-- Start --
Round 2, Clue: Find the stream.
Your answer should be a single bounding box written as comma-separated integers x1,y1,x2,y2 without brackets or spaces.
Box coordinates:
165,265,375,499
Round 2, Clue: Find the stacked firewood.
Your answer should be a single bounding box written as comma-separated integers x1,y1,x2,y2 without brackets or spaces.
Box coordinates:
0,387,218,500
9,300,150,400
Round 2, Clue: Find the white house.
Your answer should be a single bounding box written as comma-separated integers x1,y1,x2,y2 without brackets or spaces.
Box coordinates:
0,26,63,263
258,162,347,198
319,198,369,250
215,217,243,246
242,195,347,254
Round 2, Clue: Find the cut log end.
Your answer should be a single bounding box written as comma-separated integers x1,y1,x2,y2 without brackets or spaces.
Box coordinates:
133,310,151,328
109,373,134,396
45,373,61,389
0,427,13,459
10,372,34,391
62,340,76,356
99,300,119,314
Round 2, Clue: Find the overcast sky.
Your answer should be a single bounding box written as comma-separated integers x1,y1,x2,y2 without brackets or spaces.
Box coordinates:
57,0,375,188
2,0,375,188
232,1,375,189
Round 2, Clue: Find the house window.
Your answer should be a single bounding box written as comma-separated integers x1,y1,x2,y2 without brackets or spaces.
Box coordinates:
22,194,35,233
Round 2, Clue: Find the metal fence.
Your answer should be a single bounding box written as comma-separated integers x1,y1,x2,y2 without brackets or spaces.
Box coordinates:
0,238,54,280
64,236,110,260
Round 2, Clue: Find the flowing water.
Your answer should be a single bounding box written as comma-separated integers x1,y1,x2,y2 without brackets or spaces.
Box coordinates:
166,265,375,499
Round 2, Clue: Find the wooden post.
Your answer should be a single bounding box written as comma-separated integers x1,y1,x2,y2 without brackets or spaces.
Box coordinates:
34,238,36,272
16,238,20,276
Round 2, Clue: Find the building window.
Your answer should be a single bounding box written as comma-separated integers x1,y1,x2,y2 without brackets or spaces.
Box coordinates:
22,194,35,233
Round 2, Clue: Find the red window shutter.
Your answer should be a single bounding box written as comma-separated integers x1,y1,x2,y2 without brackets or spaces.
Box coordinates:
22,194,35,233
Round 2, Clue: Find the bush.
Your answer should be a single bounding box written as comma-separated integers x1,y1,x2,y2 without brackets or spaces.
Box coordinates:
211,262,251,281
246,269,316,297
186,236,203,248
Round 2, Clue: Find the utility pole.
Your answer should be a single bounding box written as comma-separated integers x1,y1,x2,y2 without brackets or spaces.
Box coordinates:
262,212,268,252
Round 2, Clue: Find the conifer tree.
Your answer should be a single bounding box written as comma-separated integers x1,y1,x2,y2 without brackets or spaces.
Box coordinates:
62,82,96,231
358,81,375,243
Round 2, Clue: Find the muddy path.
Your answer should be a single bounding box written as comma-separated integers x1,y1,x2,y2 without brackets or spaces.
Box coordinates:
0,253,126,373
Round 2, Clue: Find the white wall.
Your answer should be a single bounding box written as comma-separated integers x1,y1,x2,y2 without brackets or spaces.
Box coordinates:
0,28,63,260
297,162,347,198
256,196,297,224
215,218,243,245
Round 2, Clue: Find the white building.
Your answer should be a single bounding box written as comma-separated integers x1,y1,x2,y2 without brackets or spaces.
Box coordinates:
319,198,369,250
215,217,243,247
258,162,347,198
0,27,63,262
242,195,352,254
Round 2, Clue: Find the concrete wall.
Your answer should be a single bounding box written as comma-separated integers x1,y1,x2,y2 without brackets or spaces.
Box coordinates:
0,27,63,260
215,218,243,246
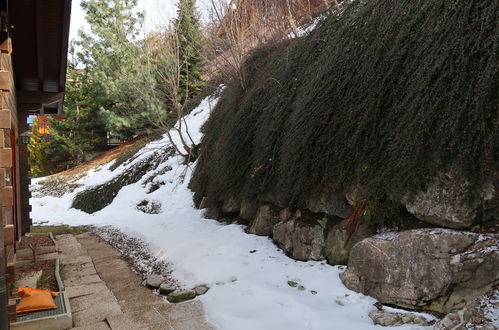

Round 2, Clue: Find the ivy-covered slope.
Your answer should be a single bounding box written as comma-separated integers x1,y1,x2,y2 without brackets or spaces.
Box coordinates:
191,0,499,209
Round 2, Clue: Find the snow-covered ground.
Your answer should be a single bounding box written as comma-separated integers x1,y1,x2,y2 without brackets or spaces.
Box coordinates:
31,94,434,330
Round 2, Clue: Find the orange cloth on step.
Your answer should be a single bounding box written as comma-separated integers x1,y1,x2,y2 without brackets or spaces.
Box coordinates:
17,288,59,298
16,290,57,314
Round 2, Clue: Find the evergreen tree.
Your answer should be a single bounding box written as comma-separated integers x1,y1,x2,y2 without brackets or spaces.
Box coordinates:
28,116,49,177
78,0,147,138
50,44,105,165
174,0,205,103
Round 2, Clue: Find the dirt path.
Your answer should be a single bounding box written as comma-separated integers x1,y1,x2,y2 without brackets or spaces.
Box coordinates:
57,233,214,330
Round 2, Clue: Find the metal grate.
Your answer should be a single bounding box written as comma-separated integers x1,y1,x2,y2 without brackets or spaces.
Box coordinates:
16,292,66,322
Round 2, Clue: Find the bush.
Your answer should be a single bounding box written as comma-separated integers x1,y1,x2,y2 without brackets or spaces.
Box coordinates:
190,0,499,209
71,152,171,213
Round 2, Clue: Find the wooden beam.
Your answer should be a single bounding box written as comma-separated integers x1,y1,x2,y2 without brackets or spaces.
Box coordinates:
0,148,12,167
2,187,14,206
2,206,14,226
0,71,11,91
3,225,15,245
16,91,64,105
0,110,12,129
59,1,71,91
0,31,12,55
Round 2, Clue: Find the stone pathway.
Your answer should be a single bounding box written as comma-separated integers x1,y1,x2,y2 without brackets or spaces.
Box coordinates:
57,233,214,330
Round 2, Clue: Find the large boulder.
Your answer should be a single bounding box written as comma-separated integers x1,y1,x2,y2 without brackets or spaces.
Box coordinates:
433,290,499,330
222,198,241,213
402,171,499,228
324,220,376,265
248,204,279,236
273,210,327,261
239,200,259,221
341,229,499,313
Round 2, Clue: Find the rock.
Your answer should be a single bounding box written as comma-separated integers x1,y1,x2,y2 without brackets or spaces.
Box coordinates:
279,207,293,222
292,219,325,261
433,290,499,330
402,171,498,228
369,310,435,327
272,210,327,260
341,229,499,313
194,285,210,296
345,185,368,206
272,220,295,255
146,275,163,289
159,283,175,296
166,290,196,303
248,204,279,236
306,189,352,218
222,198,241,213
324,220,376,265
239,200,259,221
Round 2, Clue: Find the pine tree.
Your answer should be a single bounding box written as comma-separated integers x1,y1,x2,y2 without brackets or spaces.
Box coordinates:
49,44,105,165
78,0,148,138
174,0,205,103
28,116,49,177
-- End --
-- Start --
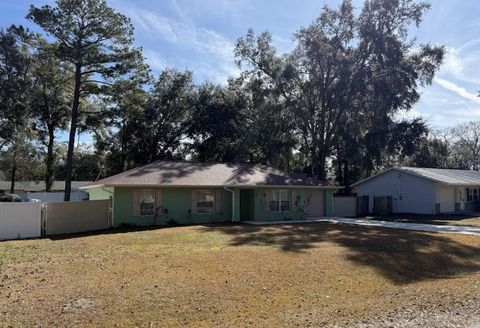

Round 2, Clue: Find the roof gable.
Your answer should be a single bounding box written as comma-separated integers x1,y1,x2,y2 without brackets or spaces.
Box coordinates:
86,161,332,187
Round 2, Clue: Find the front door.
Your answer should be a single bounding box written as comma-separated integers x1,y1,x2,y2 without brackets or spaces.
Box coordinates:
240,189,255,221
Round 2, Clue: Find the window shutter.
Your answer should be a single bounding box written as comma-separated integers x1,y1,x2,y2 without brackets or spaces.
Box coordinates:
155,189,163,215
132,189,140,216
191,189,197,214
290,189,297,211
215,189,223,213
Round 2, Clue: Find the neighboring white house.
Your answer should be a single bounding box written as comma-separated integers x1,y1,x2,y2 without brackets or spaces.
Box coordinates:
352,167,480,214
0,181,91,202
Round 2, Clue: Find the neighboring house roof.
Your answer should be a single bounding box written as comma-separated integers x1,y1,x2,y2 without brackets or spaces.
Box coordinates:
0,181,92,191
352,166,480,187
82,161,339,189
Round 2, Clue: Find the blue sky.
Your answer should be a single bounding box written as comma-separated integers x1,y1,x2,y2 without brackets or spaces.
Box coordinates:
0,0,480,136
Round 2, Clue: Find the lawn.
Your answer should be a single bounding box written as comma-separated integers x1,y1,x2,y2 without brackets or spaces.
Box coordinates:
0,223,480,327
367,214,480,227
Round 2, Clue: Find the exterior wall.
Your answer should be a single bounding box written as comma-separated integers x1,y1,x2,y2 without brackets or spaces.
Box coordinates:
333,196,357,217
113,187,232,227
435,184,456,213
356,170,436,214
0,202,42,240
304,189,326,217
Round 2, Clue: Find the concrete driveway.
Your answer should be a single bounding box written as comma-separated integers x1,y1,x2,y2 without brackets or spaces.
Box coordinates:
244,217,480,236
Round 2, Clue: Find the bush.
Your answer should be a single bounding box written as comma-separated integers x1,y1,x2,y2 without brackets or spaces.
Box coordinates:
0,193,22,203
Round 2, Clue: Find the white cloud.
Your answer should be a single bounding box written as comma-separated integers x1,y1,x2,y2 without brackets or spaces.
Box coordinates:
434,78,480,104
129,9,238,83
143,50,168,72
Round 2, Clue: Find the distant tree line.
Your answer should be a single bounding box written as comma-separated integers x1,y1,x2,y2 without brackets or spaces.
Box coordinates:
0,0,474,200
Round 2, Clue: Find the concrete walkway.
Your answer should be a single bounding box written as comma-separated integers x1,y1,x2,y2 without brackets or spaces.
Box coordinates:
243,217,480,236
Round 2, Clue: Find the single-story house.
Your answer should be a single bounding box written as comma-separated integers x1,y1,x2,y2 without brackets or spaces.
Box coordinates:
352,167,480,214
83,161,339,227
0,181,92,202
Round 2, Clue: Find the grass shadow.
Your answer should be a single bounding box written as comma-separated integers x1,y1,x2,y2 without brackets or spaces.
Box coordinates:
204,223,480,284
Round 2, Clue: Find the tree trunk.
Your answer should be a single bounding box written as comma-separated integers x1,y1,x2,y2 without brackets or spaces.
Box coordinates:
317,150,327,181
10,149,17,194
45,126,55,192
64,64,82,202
-- End --
-- Start --
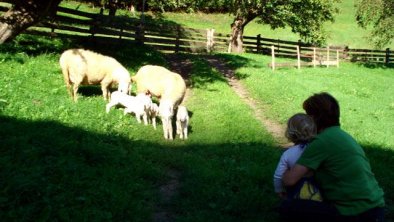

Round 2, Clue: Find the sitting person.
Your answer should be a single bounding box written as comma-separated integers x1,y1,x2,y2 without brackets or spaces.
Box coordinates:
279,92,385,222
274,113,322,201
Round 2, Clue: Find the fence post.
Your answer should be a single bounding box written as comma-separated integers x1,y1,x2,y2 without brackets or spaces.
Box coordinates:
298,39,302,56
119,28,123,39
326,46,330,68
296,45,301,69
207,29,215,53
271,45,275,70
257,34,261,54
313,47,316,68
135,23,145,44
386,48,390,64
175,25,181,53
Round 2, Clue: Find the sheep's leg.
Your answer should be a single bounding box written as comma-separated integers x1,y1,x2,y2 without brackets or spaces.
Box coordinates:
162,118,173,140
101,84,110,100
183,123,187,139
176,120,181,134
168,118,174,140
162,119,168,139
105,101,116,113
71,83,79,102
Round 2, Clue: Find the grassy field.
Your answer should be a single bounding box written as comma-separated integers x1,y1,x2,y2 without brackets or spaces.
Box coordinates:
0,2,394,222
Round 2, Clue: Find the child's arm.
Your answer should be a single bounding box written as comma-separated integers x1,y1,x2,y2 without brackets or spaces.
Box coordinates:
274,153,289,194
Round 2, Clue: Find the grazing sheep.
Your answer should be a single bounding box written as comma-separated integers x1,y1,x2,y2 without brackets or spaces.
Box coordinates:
-- End --
--- AIM OF THE EXERCISE ---
Rewrite everything from the line containing "Round 2, Clue: Find the blue sky." down to the line containing "304,189,326,217", substituting "Hint" for every occurrence of "Clue" and keeping everything else in those entries the same.

--- PROBLEM SOLUTION ---
Round 2, Hint: Find the blue sky.
Your answer should be a single bounding box written as comma-separated integers x1,y1,x2,y2 without brackets or spaces.
Box coordinates:
0,0,480,136
Round 2, Hint: Find the lawn.
Your answer should be a single bounding box written as comma-separated integers x1,y1,x2,y2 without brackets or spaces.
Box coordinates:
0,223,480,327
367,214,480,227
Round 2, Hint: Find the exterior wall.
Your answer should be a single bounding box written as comma-separated integers x1,y1,x2,y2 without brackets or spaces.
Box coordinates:
333,196,357,217
113,187,232,227
435,184,456,213
356,170,436,214
0,202,42,240
304,189,326,217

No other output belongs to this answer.